Selected text

▼

“Industrial research” is an oxymoron. Private industry doesn’t do research. They say that they do. The government says that they do. But the truth is that they don’t; and for a good reason. Research – real research – doesn’t turn a profit and the raison d-etre of industry is to generate a profit.
The explanation lies in the phrase, real research. What industry does in their so-called “research labs” is not real research, it is product development. Product development pays. In fact, it is the lifeblood of industry. A corporation must have new products to entice consumers away from their competitors. Corporations that don’t develop new products are weeded out by economic darwinism.
So what is real research? It is the discovery of basic knowledge, as opposed to the design of a specific product.
Is research important? Hell, yes! We have to understand organic chemistry and physiology to cure diseases; understand biology and demography to feed our growing population; understand ecology and meteorology to keep the earth habitable; understand astrophysics and astronomy to find new worlds; and so forth.
Science has rescued us from living in caves, surviving on what we can hunt with clubs, and dying before we reach the age of thirty. Science has let the earth sustain more than a few million people. Science keeps our lives from being short, nasty, and brutish.
If physics and chemistry and math are needed to build a refrigerator, and more advanced physics, chemistry, and math are needed to build a more advanced refrigerator, why doesn’t a company which builds refrigerators have laboratories to conduct research in physics, chemistry, and math?

▲

Source information
▼

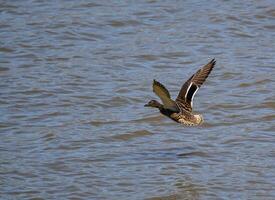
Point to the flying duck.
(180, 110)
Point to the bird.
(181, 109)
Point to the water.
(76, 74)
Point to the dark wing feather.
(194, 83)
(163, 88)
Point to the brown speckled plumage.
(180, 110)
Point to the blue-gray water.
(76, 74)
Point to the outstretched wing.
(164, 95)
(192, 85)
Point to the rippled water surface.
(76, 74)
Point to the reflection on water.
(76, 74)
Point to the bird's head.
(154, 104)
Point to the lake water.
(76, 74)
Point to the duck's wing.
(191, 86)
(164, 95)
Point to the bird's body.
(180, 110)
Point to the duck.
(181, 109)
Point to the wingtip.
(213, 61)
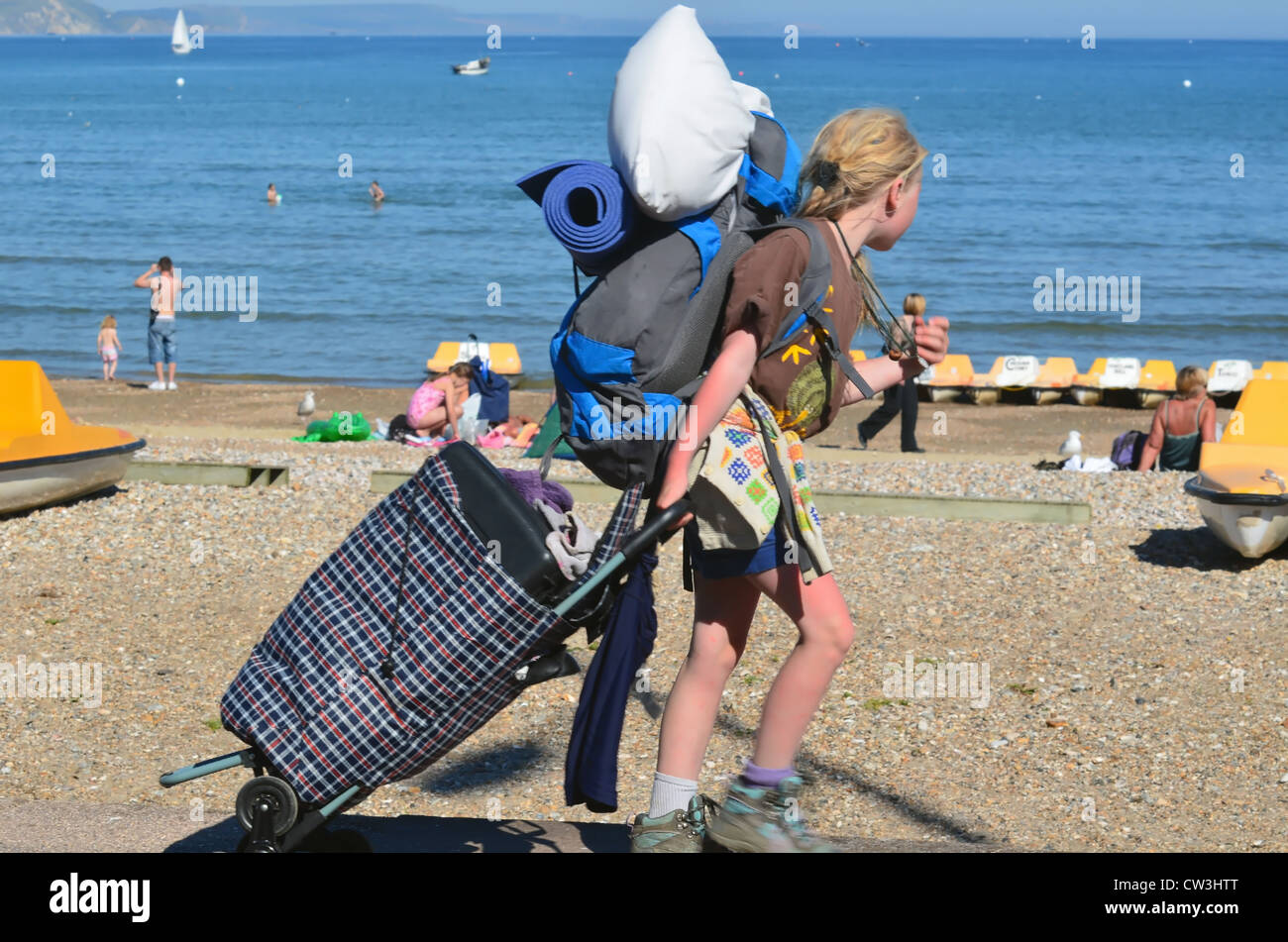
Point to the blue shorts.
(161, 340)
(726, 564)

▲
▼

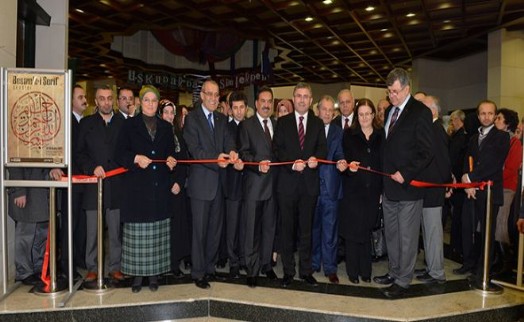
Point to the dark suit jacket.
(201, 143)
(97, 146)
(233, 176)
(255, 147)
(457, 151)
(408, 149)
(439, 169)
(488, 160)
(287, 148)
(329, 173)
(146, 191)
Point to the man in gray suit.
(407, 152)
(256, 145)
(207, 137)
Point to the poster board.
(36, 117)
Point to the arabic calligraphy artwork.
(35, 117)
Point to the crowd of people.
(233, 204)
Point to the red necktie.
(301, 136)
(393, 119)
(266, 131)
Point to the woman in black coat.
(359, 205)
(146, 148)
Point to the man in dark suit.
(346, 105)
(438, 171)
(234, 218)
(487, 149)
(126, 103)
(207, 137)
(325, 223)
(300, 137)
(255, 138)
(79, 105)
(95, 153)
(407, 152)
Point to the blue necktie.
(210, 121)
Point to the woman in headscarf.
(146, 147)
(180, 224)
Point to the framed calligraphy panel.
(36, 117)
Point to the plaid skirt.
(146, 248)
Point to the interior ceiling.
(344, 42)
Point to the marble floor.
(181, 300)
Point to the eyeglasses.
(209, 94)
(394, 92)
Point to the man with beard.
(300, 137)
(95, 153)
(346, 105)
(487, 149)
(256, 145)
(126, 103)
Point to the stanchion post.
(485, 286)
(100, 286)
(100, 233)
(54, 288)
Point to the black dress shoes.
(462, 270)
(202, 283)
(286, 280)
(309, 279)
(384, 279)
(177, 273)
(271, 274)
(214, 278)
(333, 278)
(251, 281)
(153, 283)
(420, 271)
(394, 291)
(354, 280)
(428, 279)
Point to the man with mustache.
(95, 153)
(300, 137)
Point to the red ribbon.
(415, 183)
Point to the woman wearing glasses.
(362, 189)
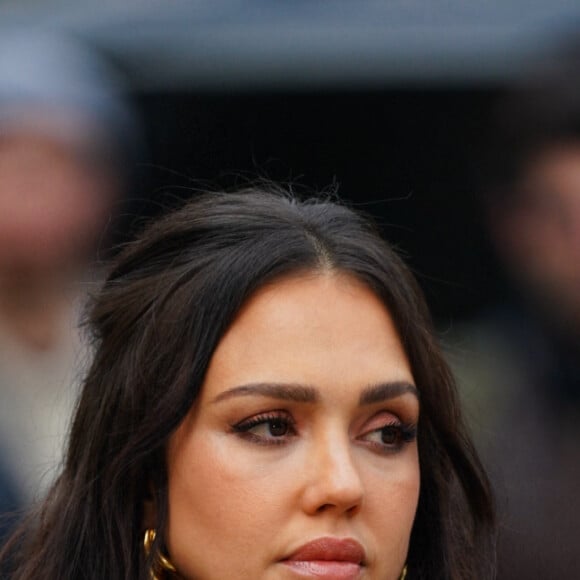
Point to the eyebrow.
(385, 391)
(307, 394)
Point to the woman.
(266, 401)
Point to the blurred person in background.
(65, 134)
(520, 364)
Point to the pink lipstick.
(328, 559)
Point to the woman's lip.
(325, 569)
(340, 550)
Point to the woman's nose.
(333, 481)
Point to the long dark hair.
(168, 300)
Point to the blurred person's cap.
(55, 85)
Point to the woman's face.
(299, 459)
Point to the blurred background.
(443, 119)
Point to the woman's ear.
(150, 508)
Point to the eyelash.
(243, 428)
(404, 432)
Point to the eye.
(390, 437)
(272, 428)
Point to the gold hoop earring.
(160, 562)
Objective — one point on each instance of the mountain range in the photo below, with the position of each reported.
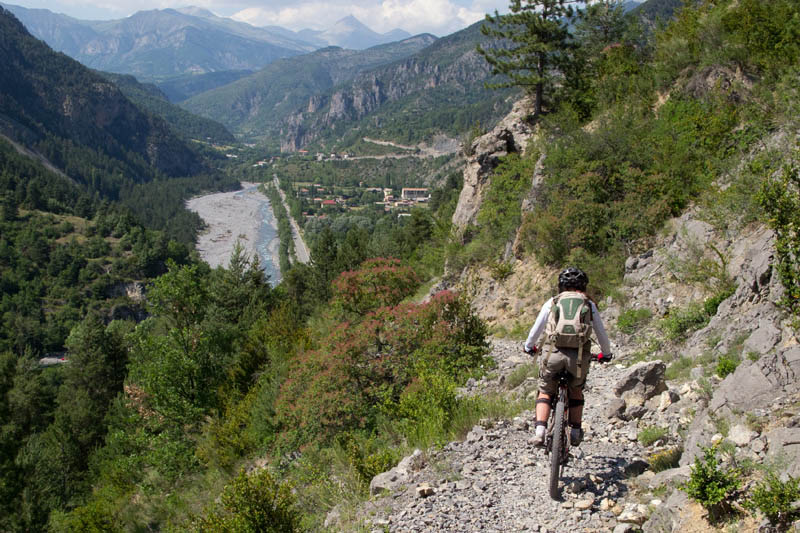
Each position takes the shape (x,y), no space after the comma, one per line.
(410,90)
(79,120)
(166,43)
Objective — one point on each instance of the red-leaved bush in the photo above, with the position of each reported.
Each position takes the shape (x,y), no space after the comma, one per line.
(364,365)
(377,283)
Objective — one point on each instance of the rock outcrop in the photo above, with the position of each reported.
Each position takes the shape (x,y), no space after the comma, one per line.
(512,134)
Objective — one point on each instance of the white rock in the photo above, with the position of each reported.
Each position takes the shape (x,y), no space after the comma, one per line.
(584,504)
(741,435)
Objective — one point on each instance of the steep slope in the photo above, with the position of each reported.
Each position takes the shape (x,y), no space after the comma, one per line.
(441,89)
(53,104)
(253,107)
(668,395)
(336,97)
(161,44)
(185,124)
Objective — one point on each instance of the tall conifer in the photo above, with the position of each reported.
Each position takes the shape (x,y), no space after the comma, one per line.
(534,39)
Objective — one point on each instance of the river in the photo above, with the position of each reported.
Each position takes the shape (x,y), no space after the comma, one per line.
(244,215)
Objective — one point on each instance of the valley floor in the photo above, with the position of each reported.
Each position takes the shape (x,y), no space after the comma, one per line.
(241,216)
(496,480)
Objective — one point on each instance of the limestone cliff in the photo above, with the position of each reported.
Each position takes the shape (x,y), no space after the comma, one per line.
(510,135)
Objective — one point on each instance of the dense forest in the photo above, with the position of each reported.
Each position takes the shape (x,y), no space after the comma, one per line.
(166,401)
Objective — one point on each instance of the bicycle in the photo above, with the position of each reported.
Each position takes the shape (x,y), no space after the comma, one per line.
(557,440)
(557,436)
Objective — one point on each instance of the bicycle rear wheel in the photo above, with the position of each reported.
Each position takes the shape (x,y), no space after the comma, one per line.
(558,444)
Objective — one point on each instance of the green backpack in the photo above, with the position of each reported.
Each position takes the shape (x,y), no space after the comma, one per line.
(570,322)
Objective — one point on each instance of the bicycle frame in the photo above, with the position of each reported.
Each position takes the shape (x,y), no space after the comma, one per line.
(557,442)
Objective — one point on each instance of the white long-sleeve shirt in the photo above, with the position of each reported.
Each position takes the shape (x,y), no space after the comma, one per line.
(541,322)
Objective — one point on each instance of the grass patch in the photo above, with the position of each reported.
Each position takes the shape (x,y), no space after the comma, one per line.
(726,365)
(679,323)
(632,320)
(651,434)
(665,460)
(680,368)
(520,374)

▲
▼

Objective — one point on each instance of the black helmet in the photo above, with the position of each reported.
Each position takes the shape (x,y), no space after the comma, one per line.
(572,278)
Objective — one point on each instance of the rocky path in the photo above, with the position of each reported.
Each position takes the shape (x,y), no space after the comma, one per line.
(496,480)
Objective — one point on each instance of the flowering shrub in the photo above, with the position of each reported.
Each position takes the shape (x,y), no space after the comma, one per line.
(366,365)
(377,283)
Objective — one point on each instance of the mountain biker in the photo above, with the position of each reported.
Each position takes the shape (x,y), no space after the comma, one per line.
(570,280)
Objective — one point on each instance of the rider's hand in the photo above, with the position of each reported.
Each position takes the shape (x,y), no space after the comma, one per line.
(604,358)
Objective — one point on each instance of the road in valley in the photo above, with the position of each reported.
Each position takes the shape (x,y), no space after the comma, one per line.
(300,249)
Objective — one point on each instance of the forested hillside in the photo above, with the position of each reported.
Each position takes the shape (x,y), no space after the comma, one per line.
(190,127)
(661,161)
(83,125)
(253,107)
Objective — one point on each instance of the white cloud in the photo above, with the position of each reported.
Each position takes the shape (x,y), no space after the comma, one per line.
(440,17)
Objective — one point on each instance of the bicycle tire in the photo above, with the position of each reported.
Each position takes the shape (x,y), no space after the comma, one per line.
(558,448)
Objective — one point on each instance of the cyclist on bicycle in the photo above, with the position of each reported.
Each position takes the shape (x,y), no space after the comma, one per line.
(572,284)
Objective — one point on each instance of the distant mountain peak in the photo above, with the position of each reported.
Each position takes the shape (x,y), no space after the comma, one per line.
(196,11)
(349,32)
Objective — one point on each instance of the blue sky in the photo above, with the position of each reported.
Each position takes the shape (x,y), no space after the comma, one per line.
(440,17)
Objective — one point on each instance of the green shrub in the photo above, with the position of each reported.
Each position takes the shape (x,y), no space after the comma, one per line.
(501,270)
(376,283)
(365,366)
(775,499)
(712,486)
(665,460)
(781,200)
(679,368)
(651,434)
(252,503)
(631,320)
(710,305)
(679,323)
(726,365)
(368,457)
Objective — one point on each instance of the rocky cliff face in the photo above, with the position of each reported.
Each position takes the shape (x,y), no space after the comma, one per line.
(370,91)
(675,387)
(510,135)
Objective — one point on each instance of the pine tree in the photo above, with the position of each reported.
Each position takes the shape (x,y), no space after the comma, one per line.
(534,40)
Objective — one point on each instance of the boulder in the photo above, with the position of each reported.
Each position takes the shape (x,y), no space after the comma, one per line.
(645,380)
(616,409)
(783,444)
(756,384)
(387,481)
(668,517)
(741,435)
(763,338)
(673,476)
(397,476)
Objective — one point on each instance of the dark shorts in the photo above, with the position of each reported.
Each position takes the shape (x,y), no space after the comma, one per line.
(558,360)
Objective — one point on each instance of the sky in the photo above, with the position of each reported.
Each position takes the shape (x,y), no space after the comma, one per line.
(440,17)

▲

Problems and tasks
#1 According to the passage on industrial research, what is it that industry really does in its so-called "research labs"?
#2 Pick up the passage on industrial research after its final sentence and continue it.
The lines above come from a different source than the passage on industrial research.

Answers to the exercises
#1 Product development, not real research.

#2
Because it wouldn’t pay them to do it.
First, the payoff for basic knowledge is too long delayed.
For example, almost any modern technological development requires a branch of mathematics called calculus. Calculus has been used to develop countless trillions of dollars of profitable products for the modern world. But calculus was developed in the 1600s. If a private company in Renaissance England had funded the development of calculus, they would never have reaped the profit from it and would have gone bankrupt long ago.
Second, and more important, there is not a one-to-one relationship between research results and products.
Any single product requires knowledge from many different scientific theories. Producing the bottle of Coca-Cola sitting on my desk required organic chemistry, biology, and botany. The machines that were necessary to bottle it in large quantities required physics, metallurgy, chemistry, and mathematics. If the Coca-Cola company had to pay for all the research results that they used to produce that bottle of pop, they would have been bankrupt before they started.
But they didn’t have to. We, and our fore-bearers, paid for it, both directly and indirectly by paying for a government, society, and culture that supported legions of scientists.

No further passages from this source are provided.